EXTRACT:
begin
The branch-and-bound process is often represented by a directed tree, the branch-and-bound tree, in which a root node r corresponds to the problem of interest and the children of each node are the subproblems defined by branching. If we branch by assigning the value of one decision variable at a time to each possible value, then a path from the root to a leaf defining a feasible subproblem corresponds to a set of assignments leading to a unique solution. Such explicit representation of the solution set emerging from branch-and-bound, which may reach an exponential number of nodes with respect to the number of variables, could be naturally transformed into a decision diagram by merging the leaves of the tree as a single terminal node t  [44]. Likewise, we can merge any other nodes from which the same solutions are obtained on the remaining variables while preserving a correspondence between solutions of the problem and rt paths in the diagram. That results in a representation that is substantially more compact and, in some cases, can have less nodes than the number of solutions represented. If every path assigns a value to every variable, then we can find optimal solutions for varied linear objective functions by assigning the corresponding weights to the arcs and computing a minimum weight rt path, which is usually faster than resolving the problem with different objective functions  [44].

Fig. 1.
figure 1

(a) Tree representing the solutions of \(\{ x \in \{0, 1\}^3 : 2 x_1 - 2 x_2 - 3 x_3 \le -1 \}\). (b) Decision diagram from merging the leaf nodes. (c) Reduced decision diagram with interval of equivalent right-hand side values for the inequality on each node.

Figure 1 illustrates these different graphic representations for the solutions of inequality \(2 x_1 - 2 x_2 - 3 x_3 \le -1\) on a vector of binary variables \(x \in \{0,1\}^3\): (a) is a tree in which every path from the root to a different leaf assigns a distinct set of values to the variables; (b) is the decision diagram produced by merging the leaves of the tree; and (c) is a decision diagram in which we merge the three nodes in (b) from which the only arc towards t corresponds to \(x_3=1\). We use thin arcs for assignments of value 0 and bold arcs for assignments of value 1. In the example, we always assign a value to variable \(x_1\) first, then to variable \(x_2\), and finally to variable \(x_3\). When the same order of variables is used in every rt path, then nodes at the same arc-distance from r define a layer with the same selector variable for the next assignment, and we say that we have an ordered decision diagram. In fact, Fig. 1(c) has the smallest ordered decision diagram for that sequence of variable selectors, and we call it a reduced decision diagram.

In this paper, we discuss how to compare the formulation of subproblems involving one or more inequalities to determine the equivalence of branch-and-bound nodes, and hence directly construct reduced decision diagrams.
end
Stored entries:
begin
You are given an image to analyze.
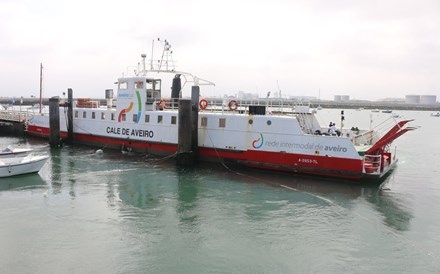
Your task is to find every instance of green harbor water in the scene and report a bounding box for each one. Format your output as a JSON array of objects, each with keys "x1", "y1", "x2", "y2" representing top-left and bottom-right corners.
[{"x1": 0, "y1": 110, "x2": 440, "y2": 273}]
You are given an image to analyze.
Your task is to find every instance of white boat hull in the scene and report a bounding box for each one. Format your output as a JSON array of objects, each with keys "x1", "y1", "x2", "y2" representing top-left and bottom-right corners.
[{"x1": 0, "y1": 156, "x2": 49, "y2": 177}]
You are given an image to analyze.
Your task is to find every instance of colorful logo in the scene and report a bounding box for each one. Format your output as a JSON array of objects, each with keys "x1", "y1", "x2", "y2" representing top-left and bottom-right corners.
[
  {"x1": 118, "y1": 90, "x2": 142, "y2": 124},
  {"x1": 252, "y1": 133, "x2": 264, "y2": 149}
]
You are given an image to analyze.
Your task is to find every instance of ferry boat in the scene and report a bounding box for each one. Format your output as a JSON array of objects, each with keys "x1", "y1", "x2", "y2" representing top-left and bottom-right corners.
[{"x1": 26, "y1": 39, "x2": 415, "y2": 179}]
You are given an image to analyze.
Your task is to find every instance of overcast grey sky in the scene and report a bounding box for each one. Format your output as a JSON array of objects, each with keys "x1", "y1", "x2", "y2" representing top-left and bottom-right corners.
[{"x1": 0, "y1": 0, "x2": 440, "y2": 100}]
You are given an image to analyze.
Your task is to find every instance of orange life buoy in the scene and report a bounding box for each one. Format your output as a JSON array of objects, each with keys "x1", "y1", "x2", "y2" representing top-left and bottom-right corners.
[
  {"x1": 199, "y1": 98, "x2": 208, "y2": 110},
  {"x1": 159, "y1": 99, "x2": 168, "y2": 109},
  {"x1": 228, "y1": 100, "x2": 238, "y2": 110}
]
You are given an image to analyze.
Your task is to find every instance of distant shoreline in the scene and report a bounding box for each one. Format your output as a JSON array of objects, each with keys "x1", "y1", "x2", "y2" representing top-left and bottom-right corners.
[{"x1": 0, "y1": 97, "x2": 440, "y2": 111}]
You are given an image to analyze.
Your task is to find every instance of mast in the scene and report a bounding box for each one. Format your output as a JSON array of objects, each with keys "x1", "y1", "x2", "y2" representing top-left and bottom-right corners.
[{"x1": 40, "y1": 63, "x2": 43, "y2": 113}]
end
TASK DETAILS:
Using the caption of Figure 1 in the branch-and-bound extract, list every representation labeled with a letter, giving each letter with its description.

TASK SOLUTION:
(a) Tree representing the solutions of \(\{ x \in \{0, 1\}^3 : 2 x_1 - 2 x_2 - 3 x_3 \le -1 \}\)
(b) Decision diagram from merging the leaf nodes
(c) Reduced decision diagram with interval of equivalent right-hand side values for the inequality on each node